Cosa farai: Prosegui la lettera di ringraziamento sull'intervento chirurgico e sul ricovero in terapia intensiva, ripartendo subito dopo la sua ultima frase.

━━━ Brano fornito ━━━

Non posso sapere esattamente quanto sia durato, ma s’è trattato di un intervento serio; mia moglie parla di sette/otto ore di attesa.
Se sono qui a scrivere la mia (troppo lunga, temo) lettera e sono tornato a vivere una vita dotata di prospettive future, lo devo a chi ha trattato da medico esperto e capace il problema che portavo con me: il Prof. Delitala, in primo luogo, ed il dottor Russo sono le persone che hanno affrontato, studiato e risolto la mia situazione. A loro ed a tutti coloro che hanno dato il proprio contribuito professionale in fase d’intervento chirurgico, dagli anestesisti agli infermieri di sala operatoria, vorrei arrivasse un pensiero benaugurante, ben oltre i migliori ringraziamenti che possa esprimere.
Il reparto di Terapia Intensiva.
Tre giorni e mezzo. Si è trattato del momento più personale della mia esperienza, durante il quale combattevo con i difficili postumi dell’intervento. Purtroppo per gli infermieri sono stato perfettamente sveglio per tutto il tempo e non credo di avergli reso facile la vita, ma sono sempre stati vigili, pronti, attenti e, nei limiti delle loro possibilità, premurosi. In questa fase la mia capacità di giudizio si restringe agli immediati dintorni del letto che occupavo, ma posso dire che spesso sono stato assistito più di quanto ci si potrebbe attendere.

━━━ Contenuto dei dati ━━━

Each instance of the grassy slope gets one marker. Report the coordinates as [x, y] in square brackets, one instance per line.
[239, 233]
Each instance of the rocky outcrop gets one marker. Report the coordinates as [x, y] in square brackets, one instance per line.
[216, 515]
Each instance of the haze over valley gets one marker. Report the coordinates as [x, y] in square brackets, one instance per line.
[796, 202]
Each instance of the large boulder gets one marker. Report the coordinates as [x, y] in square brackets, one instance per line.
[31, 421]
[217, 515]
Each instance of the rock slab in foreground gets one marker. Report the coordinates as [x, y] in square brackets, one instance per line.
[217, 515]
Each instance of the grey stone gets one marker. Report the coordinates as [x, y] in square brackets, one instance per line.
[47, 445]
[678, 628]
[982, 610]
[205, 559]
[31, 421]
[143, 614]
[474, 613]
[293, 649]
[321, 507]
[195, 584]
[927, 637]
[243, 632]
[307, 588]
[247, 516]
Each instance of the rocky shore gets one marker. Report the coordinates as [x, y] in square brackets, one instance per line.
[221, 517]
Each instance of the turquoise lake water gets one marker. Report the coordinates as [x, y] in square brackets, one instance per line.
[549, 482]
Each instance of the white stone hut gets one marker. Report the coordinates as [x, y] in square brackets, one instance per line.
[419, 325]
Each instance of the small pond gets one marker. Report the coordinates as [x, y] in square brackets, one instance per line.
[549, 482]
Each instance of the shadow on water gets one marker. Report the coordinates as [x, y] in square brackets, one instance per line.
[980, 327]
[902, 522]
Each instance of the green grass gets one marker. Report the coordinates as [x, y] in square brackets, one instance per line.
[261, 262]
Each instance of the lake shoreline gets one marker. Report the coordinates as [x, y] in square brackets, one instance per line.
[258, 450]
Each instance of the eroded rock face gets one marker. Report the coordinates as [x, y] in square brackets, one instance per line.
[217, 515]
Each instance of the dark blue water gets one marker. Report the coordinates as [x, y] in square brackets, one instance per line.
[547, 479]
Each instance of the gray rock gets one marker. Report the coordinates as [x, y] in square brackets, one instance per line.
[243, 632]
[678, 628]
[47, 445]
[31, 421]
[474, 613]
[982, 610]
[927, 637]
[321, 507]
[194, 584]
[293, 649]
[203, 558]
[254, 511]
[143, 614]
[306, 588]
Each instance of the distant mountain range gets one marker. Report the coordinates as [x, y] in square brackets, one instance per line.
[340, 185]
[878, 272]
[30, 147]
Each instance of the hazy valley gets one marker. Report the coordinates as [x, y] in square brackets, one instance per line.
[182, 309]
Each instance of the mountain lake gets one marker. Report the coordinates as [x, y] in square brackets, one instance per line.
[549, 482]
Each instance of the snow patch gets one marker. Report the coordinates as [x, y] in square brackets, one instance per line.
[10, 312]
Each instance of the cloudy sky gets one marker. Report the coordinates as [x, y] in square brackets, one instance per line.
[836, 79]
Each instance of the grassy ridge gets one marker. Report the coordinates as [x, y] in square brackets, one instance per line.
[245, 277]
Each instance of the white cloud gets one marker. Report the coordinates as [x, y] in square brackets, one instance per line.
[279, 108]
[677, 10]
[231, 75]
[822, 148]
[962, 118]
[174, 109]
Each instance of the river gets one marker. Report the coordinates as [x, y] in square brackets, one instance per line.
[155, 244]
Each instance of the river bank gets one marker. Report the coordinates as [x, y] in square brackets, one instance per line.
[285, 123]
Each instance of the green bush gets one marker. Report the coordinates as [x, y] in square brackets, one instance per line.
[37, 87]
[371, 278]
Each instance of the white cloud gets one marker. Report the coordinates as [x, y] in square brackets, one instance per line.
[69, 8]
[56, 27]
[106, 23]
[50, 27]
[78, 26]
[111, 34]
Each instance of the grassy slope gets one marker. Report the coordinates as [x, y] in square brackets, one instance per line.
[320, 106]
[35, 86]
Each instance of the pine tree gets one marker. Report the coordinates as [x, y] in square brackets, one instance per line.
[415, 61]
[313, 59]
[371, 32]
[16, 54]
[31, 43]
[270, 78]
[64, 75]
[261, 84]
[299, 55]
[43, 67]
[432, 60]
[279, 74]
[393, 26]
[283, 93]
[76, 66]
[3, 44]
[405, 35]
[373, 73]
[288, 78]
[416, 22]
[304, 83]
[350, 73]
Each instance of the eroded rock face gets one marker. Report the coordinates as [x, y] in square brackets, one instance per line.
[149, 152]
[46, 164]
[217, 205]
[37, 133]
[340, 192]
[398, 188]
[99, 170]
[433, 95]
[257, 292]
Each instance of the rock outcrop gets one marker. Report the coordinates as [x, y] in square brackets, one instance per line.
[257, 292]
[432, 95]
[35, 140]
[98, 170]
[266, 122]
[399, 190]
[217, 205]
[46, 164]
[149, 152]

━━━

Area risposta:
Il reparto di Neurochirurgia dopo l’intervento
L’intervento chirurgico ed il tempo trascorso in Terapia Intensiva mi hanno riconsegnato al Reparto in condizioni molto diverse da prima, introducendomi ad un’esperienza completamente diversa che mi ha portato dall’estrema debolezza con dolori muscolari ed articolari diffusi, al ritorno in piedi, ai primi passi assistiti, al recupero dell’autonomia.
In questo periodo ho potuto apprezzare al massimo (sulla mia pelle, è proprio il caso di dirlo) la precisione professionale e la grande umanità di tutto il personale infermieristico, senza eccezioni. Ma soprattutto ho potuto ammirare, non uso un verbo a caso, l’applicazione delle loro capacità professionali sia nelle occasioni di routine, sia in quelle di emergenza durante le quali sono intervenuti presso i degenti che mi erano vicini con prontezza e competenza davvero impressionanti; tutto questo senza mai trascurare la necessità di trattare ognuno secondo la sua peculiarità, con rispetto, cortesia e, aspetto il cui valore non va sottovalutato, simpatia.
Una breve sottolineatura su questo: non mi aspettavo di trovare tanta capacità di sdrammatizzare le situazioni, portando a volte l’ironia e la leggerezza a risultati di autentica, distensiva e salutare comicità, ma senza sconfinare nella superficialità, né mancando mai di rispetto per il malato; modi diversi ed appropriati con il giovane, con l’anziano, con lo straniero, con il sofferente, con il simpatico e con l’antipatico, con l’apprensivo e con l’agitato.
Non credo che sia un caso.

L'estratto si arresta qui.